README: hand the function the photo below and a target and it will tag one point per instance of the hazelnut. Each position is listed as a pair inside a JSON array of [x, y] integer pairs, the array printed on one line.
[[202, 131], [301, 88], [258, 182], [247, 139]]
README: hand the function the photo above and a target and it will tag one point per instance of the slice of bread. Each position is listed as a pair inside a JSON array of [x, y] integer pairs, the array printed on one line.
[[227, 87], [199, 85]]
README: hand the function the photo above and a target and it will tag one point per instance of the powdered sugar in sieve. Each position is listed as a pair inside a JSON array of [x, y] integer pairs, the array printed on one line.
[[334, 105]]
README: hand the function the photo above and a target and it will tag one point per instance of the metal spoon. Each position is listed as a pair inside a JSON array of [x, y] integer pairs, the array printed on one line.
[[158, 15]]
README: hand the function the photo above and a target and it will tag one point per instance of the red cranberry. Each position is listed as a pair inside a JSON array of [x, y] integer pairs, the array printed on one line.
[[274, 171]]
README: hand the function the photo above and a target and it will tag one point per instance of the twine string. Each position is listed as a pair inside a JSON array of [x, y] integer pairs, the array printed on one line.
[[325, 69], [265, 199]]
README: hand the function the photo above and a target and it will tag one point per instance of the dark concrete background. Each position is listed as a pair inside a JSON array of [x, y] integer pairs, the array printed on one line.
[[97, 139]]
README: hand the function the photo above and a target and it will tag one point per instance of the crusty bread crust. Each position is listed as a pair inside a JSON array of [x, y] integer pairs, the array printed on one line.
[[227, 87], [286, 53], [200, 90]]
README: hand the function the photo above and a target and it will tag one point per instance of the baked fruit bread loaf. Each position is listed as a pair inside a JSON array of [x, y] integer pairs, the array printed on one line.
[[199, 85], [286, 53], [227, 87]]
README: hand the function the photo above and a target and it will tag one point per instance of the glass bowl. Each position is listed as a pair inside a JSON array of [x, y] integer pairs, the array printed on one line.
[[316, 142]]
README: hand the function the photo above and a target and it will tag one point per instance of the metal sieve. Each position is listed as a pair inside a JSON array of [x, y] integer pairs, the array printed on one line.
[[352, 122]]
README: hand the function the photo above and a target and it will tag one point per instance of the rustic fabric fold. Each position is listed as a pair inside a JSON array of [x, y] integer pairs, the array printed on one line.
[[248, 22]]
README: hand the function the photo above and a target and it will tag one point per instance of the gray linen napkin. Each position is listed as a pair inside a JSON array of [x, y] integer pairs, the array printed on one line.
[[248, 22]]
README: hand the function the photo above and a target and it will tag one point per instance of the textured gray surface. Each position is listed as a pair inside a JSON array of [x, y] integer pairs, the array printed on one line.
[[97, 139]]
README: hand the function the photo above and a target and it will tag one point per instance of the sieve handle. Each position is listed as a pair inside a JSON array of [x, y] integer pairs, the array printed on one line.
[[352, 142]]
------------------------------------------------
▸ **Given request**
Using the data above, repeat every line exactly.

▸ **Exercise output**
README: hand the function the photo below and a target and it will tag one point per instance of the hazelnut. Each position is listed as a pair inside a JSON array of [x, y] integer pairs, the array printed on one line.
[[202, 131], [301, 88], [258, 182], [247, 139]]
README: hand the function the photo above and a target and it will tag one point per instance of the slice of bread. Each position is listed as a pair inside a JSON array of [x, y] integer pairs, the array printed on one line.
[[227, 87], [199, 85]]
README: hand the function the photo above and a target and it will tag one point per instance of the powdered sugar in sieve. Each position is listed as a pair inside a JSON array of [x, y] integer pairs, the array printed on one line.
[[334, 105]]
README: hand the function the photo above and a target and it will tag one point per instance of the metal spoon. Each position is listed as a pair inside a JSON array of [x, y] integer pairs, the array printed on one line.
[[158, 15]]
README: hand the function the photo above and a target and it will tag one point per instance of the red cranberry. Each position is listed as a pair inside a JSON array of [x, y] integer pairs, the array printed on one line.
[[274, 171]]
README: hand the function the photo above and a target and it will tag one point per instance of the twine string. Each position is listed as a pair inside a JSON array of [x, y] integer pairs, the array printed on one line.
[[325, 69], [265, 199]]
README: hand the function the photo above and a target and it will tag one point per instance of the dark concrete background. Each position is listed as a pair inside a JSON array of [x, y] integer pairs, the array printed on one line.
[[97, 139]]
README: hand the function the photo above and a target and it will tag one point per instance of the crusty bread crust. Each position is listed as a pair inside a JSON array of [x, y] integer pairs, the array printed on one line.
[[227, 87], [286, 53], [200, 90]]
README: hand the function the photo above and a target and it will tag one point per instance of the baked fruit bread loaf. Each position is listed as a pair inside a JSON array of [x, y] integer pairs, the array printed on one line.
[[199, 85], [286, 53], [227, 87]]
README: hand the function the photo above and a target and it will tag one point per instance of the glass bowl. Each position is listed as a pair inside a JSON array of [x, y] integer pairs, the array printed on one line.
[[316, 142]]
README: hand the function the photo above and a target and it will tag one point per instance of the metal sieve. Each position is listed as a pair inside a JSON array of [x, y] integer pairs, the array printed on one line.
[[352, 122]]
README: hand the function the photo above and a target and it will tag one point per instance of the rustic fabric fold. Each position is listed as a pair inside a JSON array of [x, y] integer pairs, the array printed on one line.
[[248, 22]]
README: hand the function the photo above and a target and it will tag one point per instance of the gray linen napkin. Each position is listed as a pair inside a JSON array of [x, y] integer pairs, the array printed on one line.
[[248, 22]]
README: hand the function the photo above and a target and it will tag one point per instance of the textured gray surface. Each position is listed as a pair inside a JSON array of [x, y] integer pairs, the array printed on one line.
[[97, 139]]
README: hand the function the photo above and a target and it will tag one point per instance of the sieve handle. Each position is listed as a pair inside a JSON array of [x, y] integer pairs, the array printed on one line.
[[352, 142]]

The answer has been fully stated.